Records to process:
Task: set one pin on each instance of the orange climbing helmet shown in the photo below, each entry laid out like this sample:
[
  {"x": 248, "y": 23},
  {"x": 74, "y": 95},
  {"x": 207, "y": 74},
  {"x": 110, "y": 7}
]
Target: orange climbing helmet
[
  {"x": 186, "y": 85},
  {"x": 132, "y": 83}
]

The problem:
Convert the entries above into a JSON list of strings, with one string for each line and any blank lines omitted.

Solution to this exercise:
[
  "Task: set one pin on each instance of the orange climbing helmet shown in the photo below, each entry laid out like this sample:",
  "[",
  "  {\"x\": 248, \"y\": 23},",
  "  {\"x\": 74, \"y\": 95},",
  "  {\"x\": 207, \"y\": 74},",
  "  {\"x\": 110, \"y\": 7}",
  "]",
  "Target: orange climbing helmet",
  "[",
  "  {\"x\": 186, \"y\": 85},",
  "  {\"x\": 132, \"y\": 83}",
  "]"
]